Given request A:
From the Magnolia Ranch text, extract the passage starting at "The kitchen and" and ending at "the original hearths.".
Given request B:
Answer these questions using the Magnolia Ranch text:
(i) Who gave the ranch its name?
(ii) How thick are the walls of the house?
(iii) Where did the stone for the house and surrounding buildings come from?
Given request C:
Rewrite the paragraph of the Magnolia Ranch text that begins "At present the exterior" in a shorter form that keeps its main facts.

== Extract provided

The Magnolia Ranch was originally purchased by three brothers named Lem, Pete and Bill Cook, around 1869. They later sold it to a man named John Keck, who lived there for two years and then sold it to a Colonel Green, a veteran of the Union Army. Colonel Green gave the ranch its name.

The ranch is located on the Walnut River near the center of Cowley county, about 10 miles southeast of Winfield.(Kansas) It is well described in one newspaper account as:

"The great Georgian pile with its tremendous stone barns..."

When Colonel Green lived there, orchards bordered the house, as well as, rows of hedges, formal gardens and stone barns. The outer buildings include two large barns, one used as a slaughterhouse and the other for grain storage. An ice house which store 10 to 12 tons of ice and a smokehouse which held up to 10 hogs, stood to the left of the house and were of small frame stonework. Set in between these two small buildings was a six-seater outhouse divided for men and women.

The ranch house itself is of Gregorian style architecture from the 18th century period in English history, which was popular in America from the 1700's to the time of the Revolutionary War and corresponds to the Renaissance in Europe. The stone of which the house and surrounding buildings are constructed was brought from bluffs near the river east of the ranch. In Colonel Green's day there was a veranda on the north, east and south sides of the house, with decorative shutters on the windows. The house still retains two cupolas on the roof. The date the house was built in inscribed on the east wall, set in the frame like the windows.

At present the exterior is somewhat different from the way Colonel Green had it. There are no orchards or hedges. These were not successful in adapting to the Kansas climate. The veranda and shutters are gone, but the present owners, Mr. and Mrs. Jim McFarland, plan to restore them. The exterior buildings are still in original shape and original use.

The interior of the house has been remodeled, but wherever possible, the original woodwork was retained or matched. The attic has been enlarged to accommodate a recreation area, and is well lighted by daylight that enters through the two cupolas on the roof.

The upper floor had six rooms, but two were taken and converted into a master bedroom and bath, and two of the smallest rooms were converted into one large room. The hall extends from one end of the house to the other. The original bathroom was the first indoor bathroom in the county and had a copper bathtub with pipes that ran to the kitchen from where the water was pumped. It is also thought that there was a tank above the tub where water that was gathered from the roof and stored.

The walls of the house are two feet thick and originally there were 23 rooms and since remodeling, there are now 17 rooms. On the main floor there are nine rooms. In the drawing room, the windows are actually doorways which slide up like windows to pass through. The fireplace has been restored to its original appearance, and the walnut wainscoting follows the personality of the original woodwork.

The kitchen and dining area has been combined into one area for both purposes. There is a large bay window on the south wall and the fireplace has been restored also. The kitchen has been somewhat modernized with a microwave oven and a permanent grill-rack range. Leading off to the east side of the kitchen is one of the largest pantries I've ever seen and is still used as a pantry today.

McFarland's office has been attractively redone and at one time was also Colonel Green's office. There is a comparatively small fireplace and it, as well as three other fireplaces, still retain the original hearths.

====
== Record extracts

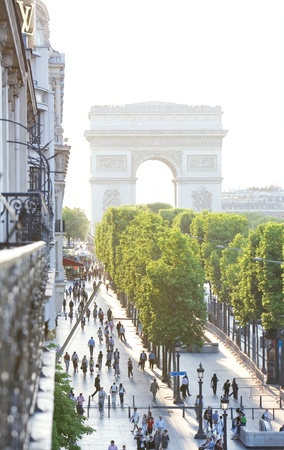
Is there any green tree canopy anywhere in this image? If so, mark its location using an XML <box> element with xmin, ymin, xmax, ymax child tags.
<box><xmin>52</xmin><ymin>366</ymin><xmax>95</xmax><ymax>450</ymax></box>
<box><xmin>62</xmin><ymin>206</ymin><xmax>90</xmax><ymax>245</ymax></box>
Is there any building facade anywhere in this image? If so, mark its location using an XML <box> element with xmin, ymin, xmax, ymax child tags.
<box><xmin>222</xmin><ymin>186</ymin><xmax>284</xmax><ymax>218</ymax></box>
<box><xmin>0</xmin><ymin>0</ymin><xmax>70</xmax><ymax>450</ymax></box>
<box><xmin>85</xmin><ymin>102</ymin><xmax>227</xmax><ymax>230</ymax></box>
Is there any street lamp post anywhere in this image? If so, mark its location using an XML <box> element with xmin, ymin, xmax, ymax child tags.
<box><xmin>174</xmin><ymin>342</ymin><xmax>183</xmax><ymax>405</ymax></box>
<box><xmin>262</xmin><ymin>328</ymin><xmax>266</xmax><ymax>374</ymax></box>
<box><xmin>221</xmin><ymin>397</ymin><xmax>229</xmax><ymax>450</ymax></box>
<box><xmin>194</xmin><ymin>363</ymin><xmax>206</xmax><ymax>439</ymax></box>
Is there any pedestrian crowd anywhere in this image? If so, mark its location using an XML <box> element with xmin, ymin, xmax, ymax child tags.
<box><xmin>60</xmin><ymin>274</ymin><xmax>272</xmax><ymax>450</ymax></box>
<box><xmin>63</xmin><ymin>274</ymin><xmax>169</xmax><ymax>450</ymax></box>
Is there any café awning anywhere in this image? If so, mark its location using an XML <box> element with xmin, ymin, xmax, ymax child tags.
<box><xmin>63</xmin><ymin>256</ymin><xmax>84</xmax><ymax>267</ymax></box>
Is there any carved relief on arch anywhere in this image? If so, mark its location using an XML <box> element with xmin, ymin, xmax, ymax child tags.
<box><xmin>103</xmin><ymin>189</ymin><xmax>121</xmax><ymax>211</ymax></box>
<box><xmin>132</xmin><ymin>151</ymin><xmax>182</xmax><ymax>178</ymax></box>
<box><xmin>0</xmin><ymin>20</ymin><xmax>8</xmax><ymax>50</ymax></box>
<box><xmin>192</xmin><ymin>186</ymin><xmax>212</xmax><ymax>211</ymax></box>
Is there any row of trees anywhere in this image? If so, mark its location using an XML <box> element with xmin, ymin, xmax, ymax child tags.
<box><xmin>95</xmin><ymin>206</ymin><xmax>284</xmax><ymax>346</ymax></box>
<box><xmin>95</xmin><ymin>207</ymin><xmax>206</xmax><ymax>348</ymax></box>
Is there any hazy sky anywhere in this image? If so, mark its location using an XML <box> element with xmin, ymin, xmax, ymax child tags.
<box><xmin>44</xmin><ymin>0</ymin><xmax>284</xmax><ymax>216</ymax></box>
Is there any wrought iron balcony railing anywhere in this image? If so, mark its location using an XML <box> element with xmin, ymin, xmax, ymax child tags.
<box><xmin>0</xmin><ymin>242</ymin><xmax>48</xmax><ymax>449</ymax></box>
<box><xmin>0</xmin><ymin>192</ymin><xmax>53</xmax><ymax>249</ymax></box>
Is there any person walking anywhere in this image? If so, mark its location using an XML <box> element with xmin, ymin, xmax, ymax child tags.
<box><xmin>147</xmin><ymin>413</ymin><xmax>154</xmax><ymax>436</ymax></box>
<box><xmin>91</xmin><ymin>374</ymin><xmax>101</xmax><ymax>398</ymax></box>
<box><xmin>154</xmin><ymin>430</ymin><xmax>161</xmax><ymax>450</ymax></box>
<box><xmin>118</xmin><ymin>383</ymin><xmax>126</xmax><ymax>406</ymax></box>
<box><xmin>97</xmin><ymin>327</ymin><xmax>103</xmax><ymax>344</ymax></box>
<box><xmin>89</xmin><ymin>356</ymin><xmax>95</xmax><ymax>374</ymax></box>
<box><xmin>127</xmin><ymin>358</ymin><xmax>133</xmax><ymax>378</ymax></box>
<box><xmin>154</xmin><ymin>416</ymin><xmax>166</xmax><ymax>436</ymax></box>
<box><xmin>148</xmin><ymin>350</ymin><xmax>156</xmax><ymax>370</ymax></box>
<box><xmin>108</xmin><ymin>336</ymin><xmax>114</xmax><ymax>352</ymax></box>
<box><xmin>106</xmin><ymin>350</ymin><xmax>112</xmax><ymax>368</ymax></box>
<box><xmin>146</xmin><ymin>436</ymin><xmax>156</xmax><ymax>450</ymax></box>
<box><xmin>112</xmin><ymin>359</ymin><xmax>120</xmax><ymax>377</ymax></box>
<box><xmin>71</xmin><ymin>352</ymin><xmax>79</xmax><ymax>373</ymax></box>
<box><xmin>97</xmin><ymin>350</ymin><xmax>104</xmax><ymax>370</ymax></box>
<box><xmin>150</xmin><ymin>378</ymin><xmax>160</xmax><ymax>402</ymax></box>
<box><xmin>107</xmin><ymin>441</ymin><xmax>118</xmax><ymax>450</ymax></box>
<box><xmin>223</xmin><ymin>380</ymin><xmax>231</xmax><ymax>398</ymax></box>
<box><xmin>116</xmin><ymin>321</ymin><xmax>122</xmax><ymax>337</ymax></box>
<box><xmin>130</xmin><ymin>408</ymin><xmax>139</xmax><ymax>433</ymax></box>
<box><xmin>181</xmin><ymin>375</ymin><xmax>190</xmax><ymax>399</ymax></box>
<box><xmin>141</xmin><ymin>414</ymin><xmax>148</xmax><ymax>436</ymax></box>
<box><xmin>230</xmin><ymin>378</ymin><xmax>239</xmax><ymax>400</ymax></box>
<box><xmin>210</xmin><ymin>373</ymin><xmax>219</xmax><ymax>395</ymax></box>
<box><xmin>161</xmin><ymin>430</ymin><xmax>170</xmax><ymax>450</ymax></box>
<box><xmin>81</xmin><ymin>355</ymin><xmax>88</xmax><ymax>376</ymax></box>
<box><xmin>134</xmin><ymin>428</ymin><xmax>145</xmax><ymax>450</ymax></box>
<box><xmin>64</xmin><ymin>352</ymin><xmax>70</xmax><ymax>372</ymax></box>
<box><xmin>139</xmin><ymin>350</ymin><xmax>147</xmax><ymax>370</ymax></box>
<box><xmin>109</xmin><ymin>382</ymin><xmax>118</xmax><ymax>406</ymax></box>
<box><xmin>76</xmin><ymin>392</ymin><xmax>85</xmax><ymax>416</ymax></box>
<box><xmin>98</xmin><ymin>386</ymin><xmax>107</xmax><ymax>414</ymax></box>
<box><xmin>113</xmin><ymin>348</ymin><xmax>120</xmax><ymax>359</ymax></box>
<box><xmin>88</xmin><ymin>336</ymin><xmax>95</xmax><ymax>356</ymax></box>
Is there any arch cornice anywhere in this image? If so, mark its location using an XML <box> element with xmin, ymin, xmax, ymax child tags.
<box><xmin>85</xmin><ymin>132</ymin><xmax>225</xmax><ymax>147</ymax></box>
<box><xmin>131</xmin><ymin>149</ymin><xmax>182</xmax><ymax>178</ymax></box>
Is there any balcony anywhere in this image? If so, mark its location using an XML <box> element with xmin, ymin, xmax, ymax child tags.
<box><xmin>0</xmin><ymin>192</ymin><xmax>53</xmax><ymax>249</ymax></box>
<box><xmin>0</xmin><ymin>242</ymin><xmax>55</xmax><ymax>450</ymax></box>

====

Exercise result A:
The kitchen and dining area has been combined into one area for both purposes. There is a large bay window on the south wall and the fireplace has been restored also. The kitchen has been somewhat modernized with a microwave oven and a permanent grill-rack range. Leading off to the east side of the kitchen is one of the largest pantries I've ever seen and is still used as a pantry today.

McFarland's office has been attractively redone and at one time was also Colonel Green's office. There is a comparatively small fireplace and it, as well as three other fireplaces, still retain the original hearths.

Exercise result B:
(i) Colonel Green
(ii) Two feet
(iii) From bluffs near the river east of the ranch

Exercise result C:
The exterior now differs from Colonel Green's time. The orchards and hedges are gone because they did not adapt to the Kansas climate. The veranda and shutters are also gone, but the present owners, Mr. and Mrs. Jim McFarland, plan to restore them. The exterior buildings keep their original shape and use.